=== Short problem ===
Please find every line in the records below that contains the word "rooster" and copy each of those lines.

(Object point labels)
[START]

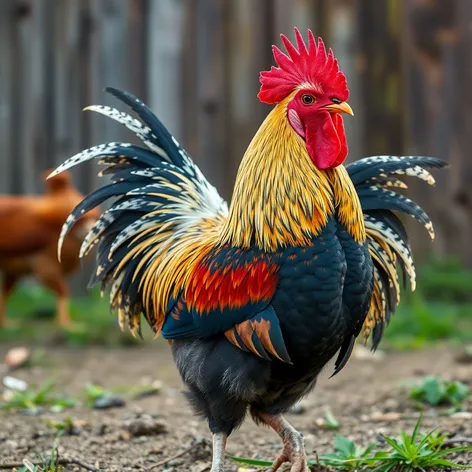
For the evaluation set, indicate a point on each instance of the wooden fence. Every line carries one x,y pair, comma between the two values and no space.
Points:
196,63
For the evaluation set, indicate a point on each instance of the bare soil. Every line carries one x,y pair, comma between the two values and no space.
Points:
368,398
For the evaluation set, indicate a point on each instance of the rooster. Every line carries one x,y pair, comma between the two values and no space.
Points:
30,229
256,298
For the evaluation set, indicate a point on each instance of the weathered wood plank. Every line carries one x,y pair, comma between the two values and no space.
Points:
437,65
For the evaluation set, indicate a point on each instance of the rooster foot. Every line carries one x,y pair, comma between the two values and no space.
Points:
293,451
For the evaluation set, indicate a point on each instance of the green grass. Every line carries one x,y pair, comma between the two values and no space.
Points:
35,399
440,309
407,453
32,310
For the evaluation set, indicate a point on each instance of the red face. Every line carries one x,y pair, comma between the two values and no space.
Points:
316,118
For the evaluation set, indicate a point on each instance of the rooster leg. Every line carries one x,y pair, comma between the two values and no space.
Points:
219,446
294,447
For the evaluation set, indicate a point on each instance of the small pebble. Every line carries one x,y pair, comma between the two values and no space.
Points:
16,357
109,401
13,383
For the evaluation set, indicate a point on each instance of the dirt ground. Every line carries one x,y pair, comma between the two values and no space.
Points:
367,398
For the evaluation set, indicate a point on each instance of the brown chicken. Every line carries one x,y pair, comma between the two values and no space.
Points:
30,227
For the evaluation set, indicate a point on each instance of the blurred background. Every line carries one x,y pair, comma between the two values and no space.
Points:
196,64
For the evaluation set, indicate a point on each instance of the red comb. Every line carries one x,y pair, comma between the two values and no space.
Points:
310,65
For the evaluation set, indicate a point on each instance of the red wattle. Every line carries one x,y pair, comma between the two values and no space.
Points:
339,125
323,142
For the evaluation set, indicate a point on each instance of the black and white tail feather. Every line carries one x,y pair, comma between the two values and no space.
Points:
374,179
161,197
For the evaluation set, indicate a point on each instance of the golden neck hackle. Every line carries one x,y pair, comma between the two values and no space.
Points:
280,198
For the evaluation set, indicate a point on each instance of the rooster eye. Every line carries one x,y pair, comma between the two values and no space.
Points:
308,99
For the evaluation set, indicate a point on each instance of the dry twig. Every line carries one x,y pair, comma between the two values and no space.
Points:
180,454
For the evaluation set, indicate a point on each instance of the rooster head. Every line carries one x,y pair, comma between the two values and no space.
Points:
318,90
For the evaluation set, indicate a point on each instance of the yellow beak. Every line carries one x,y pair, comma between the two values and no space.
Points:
342,107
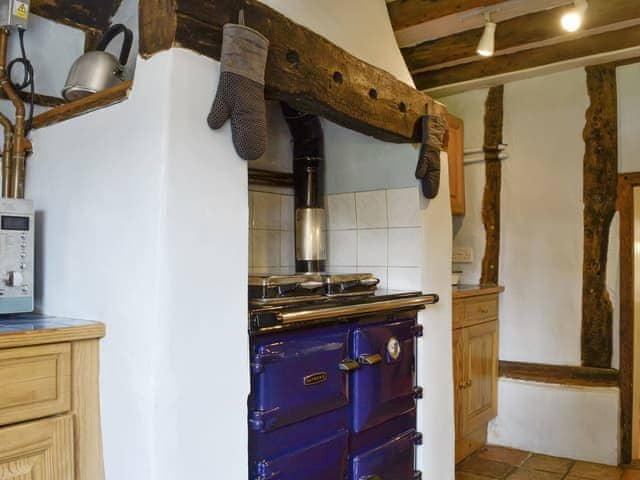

[END]

=== Final result ===
For the evaluation set, indicate a point on each instance of the rooster. Every line carries one x,y pair, comma between the two values and no space.
For the evaluation set, indicate a point on each instance of the rooster foot. Every line carries one x,y pair, comma between the two values and no space.
For the evaluation set, indicate a point on each instance of the rooster leg. Every line carries one x,y pair, comma between the two values and no space.
For the evaluation set, indicate a point on each instance of the rooster eye. Every line carries one x,y pair, comma between the two values and no space.
For the evaluation set, indicate a point on each instance of the rooster head. Every line carries one x,y pair, comma between the two values and no space.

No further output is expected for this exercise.